# GOAL
Type out the data exactly as given. Skip any image.

# EXTRACTED ENTRIES
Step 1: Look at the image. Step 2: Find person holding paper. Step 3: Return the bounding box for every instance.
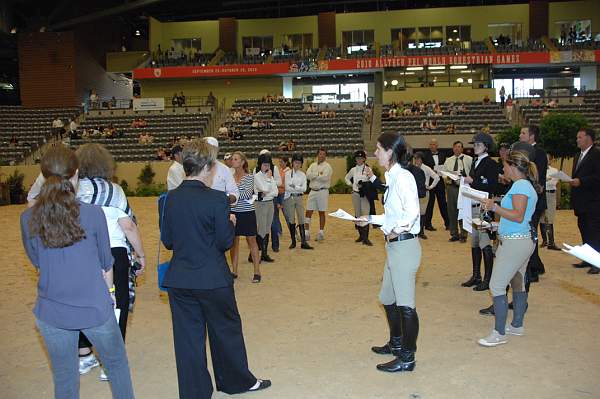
[21,145,134,399]
[478,151,542,347]
[344,150,373,246]
[283,154,313,249]
[444,141,473,242]
[570,128,600,274]
[229,151,261,283]
[461,133,498,291]
[363,133,421,372]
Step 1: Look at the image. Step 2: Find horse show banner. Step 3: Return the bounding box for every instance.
[133,50,600,80]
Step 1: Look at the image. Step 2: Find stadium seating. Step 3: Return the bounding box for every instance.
[220,100,364,158]
[0,106,80,165]
[381,102,510,135]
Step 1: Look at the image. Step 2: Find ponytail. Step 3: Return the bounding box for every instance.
[29,146,85,248]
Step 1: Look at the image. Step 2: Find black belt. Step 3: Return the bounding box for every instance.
[385,233,417,242]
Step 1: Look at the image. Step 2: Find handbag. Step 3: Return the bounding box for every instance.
[156,191,171,291]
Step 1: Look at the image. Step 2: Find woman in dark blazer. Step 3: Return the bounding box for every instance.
[161,140,271,399]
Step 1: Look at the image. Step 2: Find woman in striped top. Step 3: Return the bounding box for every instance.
[230,151,260,283]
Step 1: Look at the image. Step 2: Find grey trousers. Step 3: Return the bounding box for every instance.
[490,238,533,297]
[471,206,492,249]
[379,238,421,309]
[283,195,304,224]
[352,192,371,217]
[254,200,275,237]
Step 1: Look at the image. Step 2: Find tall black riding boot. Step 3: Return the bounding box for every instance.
[260,234,275,263]
[540,223,548,247]
[371,304,402,356]
[361,225,373,247]
[288,223,296,249]
[461,247,481,287]
[298,224,314,249]
[377,306,419,373]
[548,224,560,251]
[473,245,494,291]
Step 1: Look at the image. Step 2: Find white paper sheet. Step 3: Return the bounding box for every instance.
[563,243,600,269]
[329,209,364,222]
[549,170,573,182]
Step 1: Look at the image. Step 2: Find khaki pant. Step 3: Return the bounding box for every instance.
[379,238,421,309]
[283,195,304,224]
[490,238,533,297]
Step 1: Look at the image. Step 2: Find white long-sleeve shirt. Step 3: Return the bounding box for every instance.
[306,161,333,190]
[283,169,306,199]
[254,171,279,202]
[374,164,421,235]
[421,163,440,190]
[167,161,185,190]
[344,164,369,192]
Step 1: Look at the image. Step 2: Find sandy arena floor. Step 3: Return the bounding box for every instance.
[0,195,600,399]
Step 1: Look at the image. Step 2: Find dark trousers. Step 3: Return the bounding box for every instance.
[577,212,600,251]
[169,286,256,399]
[425,181,449,226]
[79,247,130,348]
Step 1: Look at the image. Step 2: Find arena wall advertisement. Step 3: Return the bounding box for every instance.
[133,50,600,80]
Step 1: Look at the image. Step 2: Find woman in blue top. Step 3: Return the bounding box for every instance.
[21,146,134,399]
[478,150,541,346]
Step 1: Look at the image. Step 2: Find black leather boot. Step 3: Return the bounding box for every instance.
[473,245,494,291]
[548,224,560,251]
[371,304,402,356]
[298,224,314,249]
[461,247,481,287]
[361,225,373,247]
[540,223,548,247]
[260,234,275,263]
[377,306,419,373]
[288,223,296,249]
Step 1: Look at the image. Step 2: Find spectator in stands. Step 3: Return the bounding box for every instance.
[52,117,65,140]
[218,123,229,139]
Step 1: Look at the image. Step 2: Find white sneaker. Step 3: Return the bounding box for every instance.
[477,330,508,346]
[100,367,108,381]
[79,353,100,375]
[504,323,525,337]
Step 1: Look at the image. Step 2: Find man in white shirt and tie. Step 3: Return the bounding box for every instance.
[305,148,333,241]
[444,141,473,242]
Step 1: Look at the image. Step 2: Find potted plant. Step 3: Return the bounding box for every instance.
[6,169,25,204]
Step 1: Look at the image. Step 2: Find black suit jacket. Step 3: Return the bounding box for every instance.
[533,143,548,211]
[571,146,600,216]
[161,180,235,290]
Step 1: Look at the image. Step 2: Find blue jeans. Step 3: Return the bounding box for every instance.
[271,193,284,250]
[36,316,134,399]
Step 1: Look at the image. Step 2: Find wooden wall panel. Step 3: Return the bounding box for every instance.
[19,32,79,108]
[319,12,336,48]
[219,18,237,53]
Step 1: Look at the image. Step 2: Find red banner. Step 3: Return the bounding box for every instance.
[133,50,600,79]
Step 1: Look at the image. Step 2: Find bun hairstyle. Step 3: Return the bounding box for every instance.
[377,132,412,169]
[506,150,543,194]
[29,145,85,248]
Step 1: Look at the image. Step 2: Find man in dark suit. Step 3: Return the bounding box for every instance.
[423,139,450,231]
[570,128,600,274]
[519,125,548,287]
[161,140,271,399]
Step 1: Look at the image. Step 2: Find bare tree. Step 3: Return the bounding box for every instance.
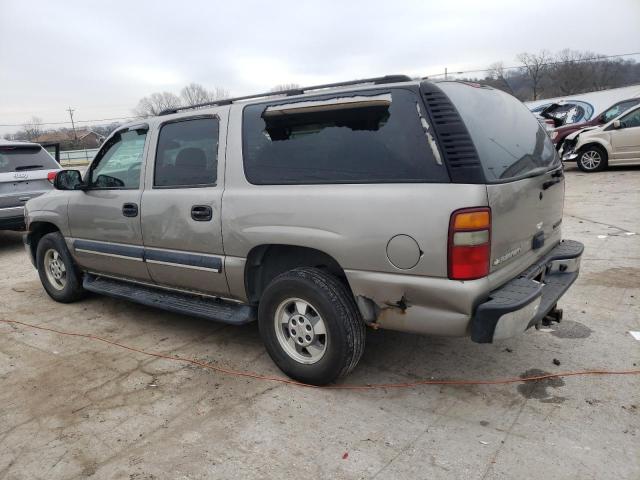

# SOLUTION TO THE EXERCISE
Step 1: Look at the image. Step 2: Find person holding paper. Step 3: Return the bounding box for every instance.
[21,145,134,399]
[478,151,542,347]
[344,150,373,246]
[283,154,313,249]
[444,141,473,242]
[570,128,600,274]
[229,151,261,283]
[461,133,498,291]
[363,133,421,372]
Step 1: Look at the image. Step 2: Find horse show banner. Step 3: Return the bounding box for every instance.
[133,50,600,80]
Step 1: Look at the image. Step 2: Find stadium seating. Step 3: Return the bounding box for every instance.
[220,100,364,158]
[0,106,80,165]
[381,102,510,135]
Step 1: Look at the image. Step 2: Find ponytail. Step 3: Return the bounding box for every instance.
[29,146,85,248]
Step 1: Look at the image. Step 2: Find black belt. Step 3: Return the bounding box for every instance.
[385,233,417,242]
Step 1: Look at the image. Step 2: Find handbag. Step 3: Return the bounding box for every instance.
[156,191,171,291]
Step 1: Look at the image. Step 2: Find woman in dark blazer. Step 3: Return the bounding box for every instance.
[161,140,271,399]
Step 1: Look at the image. Step 2: Find woman in striped top. Step 3: Return the bounding box for every instance.
[230,151,260,283]
Step 1: Look at the image. Step 2: Find grey trousers. Step 3: Return the bounding box for every instance.
[490,238,533,297]
[471,206,492,249]
[379,238,421,309]
[283,195,304,224]
[352,192,371,217]
[254,200,275,237]
Step 1: Look at the image. Step 2: Find tall black riding boot. Step 3: Return the bounding box for every instance.
[260,234,275,263]
[540,223,548,247]
[371,304,402,356]
[361,225,373,247]
[288,223,296,249]
[461,247,481,287]
[298,224,314,249]
[377,306,419,373]
[548,224,560,251]
[473,245,494,291]
Step 1: Look at the image. Step 2: Find white paper sheet. Step 3: Return the bounding box for every instance.
[563,243,600,269]
[329,209,364,222]
[549,170,573,182]
Step 1: Look at the image. Step 2: Find khaki pant. Step 3: Return the bounding box for every instance.
[379,238,421,309]
[283,195,304,224]
[490,238,533,297]
Step 1: Look at the image. Step 2: Find white long-sleeve shirt. Step 3: Return the bounding box for every instance.
[306,161,333,190]
[283,169,306,199]
[254,171,279,202]
[374,164,421,235]
[421,163,440,190]
[167,161,185,190]
[344,164,369,192]
Step 1: Look at the image. Step 2: Find sandy arena floor. Step 3: Return the bounding box for every instance.
[0,195,600,399]
Step 1: Look at the image. Step 2: Find dark trousers. Step 3: Return the bounding box for every instance.
[577,212,600,251]
[169,286,256,399]
[425,181,449,226]
[79,247,130,348]
Step 1: Look at the image. Step 2: Find arena wall advertisement. Step 3: Return the bounding box for every instance.
[133,50,600,80]
Step 1: Look at the image. Step 2: Find woman in blue top. Step 3: Return the bounding box for every instance.
[21,146,134,399]
[478,150,541,346]
Step 1: Look at the image. Step 2: Find black leather boot. Step 3: Return the bounding box for every instance.
[473,245,494,291]
[548,224,560,251]
[371,304,402,356]
[298,224,314,249]
[461,247,481,287]
[361,225,373,247]
[540,223,548,247]
[260,234,275,263]
[377,306,419,373]
[288,223,296,249]
Step 1: Look at the image. Step 2: Find spectator in stands. Step 3: Return the bounding box for every instance.
[52,117,65,140]
[218,123,229,139]
Step 1: Look at the image. Step 2: Find white sneaker. Step 3: Return the bounding box for every instance.
[477,330,508,346]
[100,367,108,381]
[79,353,100,375]
[504,323,525,337]
Step 1: Look at the image. Step 2: Find man in white shirt and tie. Step 3: Return the bounding box for every instance.
[305,148,333,241]
[444,141,473,242]
Step 1: Look at the image. Step 2: Find potted plant. Step 3: Return the bounding box for every instance.
[6,169,25,204]
Step 1: Look at the image. Step 2: Find black suit jacket. Step 3: Return the bounding box for every instance.
[533,143,548,211]
[571,146,600,216]
[161,180,235,290]
Step 1: Look at the image. Step 2: Find blue jeans. Step 3: Return the bounding box for every instance.
[271,193,284,250]
[36,316,134,399]
Step 1: Look at the image. Step 2: Find wooden wall panel. Step 3: Return the bounding box for every instance.
[19,32,79,108]
[319,12,336,48]
[219,18,237,53]
Step 1: Look at the image. Step 2: Find red banner. Step 3: Return the bounding box for every instance.
[133,50,600,79]
Step 1: Look at the image. Step 2: Find bun hairstyle. Step 3: Return the bounding box for every instance.
[377,132,412,169]
[506,150,543,194]
[29,145,85,248]
Step 1: Look at the image. Step 2: Find man in dark suit. Step 3: Return the bounding box for every instance.
[423,139,450,231]
[570,128,600,274]
[519,125,548,287]
[161,140,271,399]
Step 1: Look at the image. Step 2: Find bare tree. Step 3: Return the bounding box for every instance.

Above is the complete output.